Collect every row that contains the string "green" and copy each one in full. Case counts.

### DATASET ENTRIES
___

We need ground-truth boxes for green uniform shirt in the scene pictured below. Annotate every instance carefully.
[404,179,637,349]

___

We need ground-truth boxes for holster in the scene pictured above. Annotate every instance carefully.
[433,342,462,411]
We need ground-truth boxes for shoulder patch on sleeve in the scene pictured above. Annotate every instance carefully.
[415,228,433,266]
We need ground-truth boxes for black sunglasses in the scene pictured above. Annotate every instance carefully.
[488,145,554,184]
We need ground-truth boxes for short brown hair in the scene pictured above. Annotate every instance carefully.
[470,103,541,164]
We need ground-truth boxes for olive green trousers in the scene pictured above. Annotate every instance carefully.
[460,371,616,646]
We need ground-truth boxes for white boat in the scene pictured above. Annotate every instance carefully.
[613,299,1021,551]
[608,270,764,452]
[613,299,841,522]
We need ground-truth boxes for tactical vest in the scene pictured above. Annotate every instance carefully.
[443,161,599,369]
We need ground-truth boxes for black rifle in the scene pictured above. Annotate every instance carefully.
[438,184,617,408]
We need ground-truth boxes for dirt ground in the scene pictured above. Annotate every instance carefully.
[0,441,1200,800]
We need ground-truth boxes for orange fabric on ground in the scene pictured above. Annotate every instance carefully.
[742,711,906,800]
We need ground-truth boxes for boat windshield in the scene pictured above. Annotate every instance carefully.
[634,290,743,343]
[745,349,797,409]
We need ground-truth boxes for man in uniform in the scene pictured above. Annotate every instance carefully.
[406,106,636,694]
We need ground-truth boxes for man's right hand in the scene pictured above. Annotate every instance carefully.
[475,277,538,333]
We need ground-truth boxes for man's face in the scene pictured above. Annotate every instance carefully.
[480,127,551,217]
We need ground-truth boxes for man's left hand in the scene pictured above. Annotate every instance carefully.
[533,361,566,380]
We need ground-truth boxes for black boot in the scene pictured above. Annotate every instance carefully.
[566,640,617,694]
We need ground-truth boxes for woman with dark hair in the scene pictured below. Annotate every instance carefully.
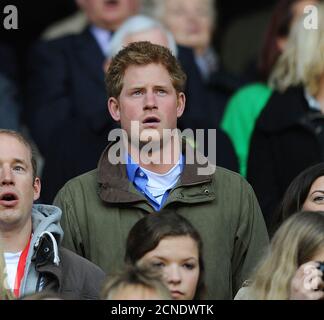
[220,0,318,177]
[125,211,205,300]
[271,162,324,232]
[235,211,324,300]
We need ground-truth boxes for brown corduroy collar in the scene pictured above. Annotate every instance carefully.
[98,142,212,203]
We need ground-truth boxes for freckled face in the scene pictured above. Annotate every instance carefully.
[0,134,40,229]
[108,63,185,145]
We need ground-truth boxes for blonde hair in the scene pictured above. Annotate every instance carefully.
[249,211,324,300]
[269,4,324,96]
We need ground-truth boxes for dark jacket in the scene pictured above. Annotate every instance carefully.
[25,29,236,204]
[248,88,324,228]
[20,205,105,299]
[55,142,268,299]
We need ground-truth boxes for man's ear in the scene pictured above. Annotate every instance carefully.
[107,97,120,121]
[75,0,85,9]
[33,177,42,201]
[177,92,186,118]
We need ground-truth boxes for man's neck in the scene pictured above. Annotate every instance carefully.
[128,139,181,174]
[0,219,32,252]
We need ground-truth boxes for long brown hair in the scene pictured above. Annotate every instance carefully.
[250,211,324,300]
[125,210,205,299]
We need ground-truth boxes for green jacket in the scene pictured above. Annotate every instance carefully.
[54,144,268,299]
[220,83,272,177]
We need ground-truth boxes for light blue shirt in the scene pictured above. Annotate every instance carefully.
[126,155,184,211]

___

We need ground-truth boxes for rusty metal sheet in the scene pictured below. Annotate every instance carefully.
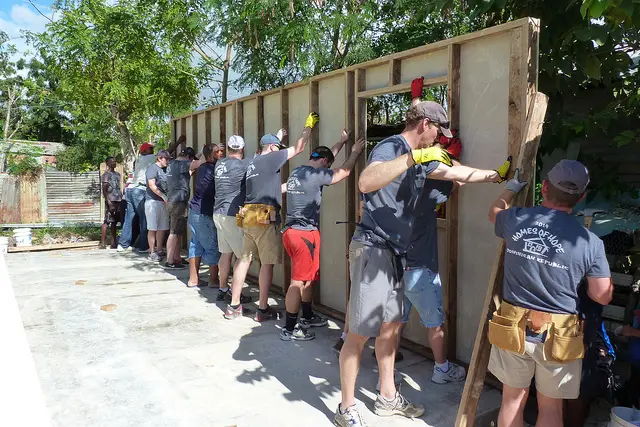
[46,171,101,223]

___

### REPLY TO THE EXERCISE
We need ground-truth boxes for green uniform shirt in the scene pictured below. Annotate every instance carefully.
We need ground-truth boxes for olive green trousers in the scene pictured above. Annotate every instance carefully.
We need ground-truth boxes for green jacket in the scene pictured above. Annotate every instance carefully.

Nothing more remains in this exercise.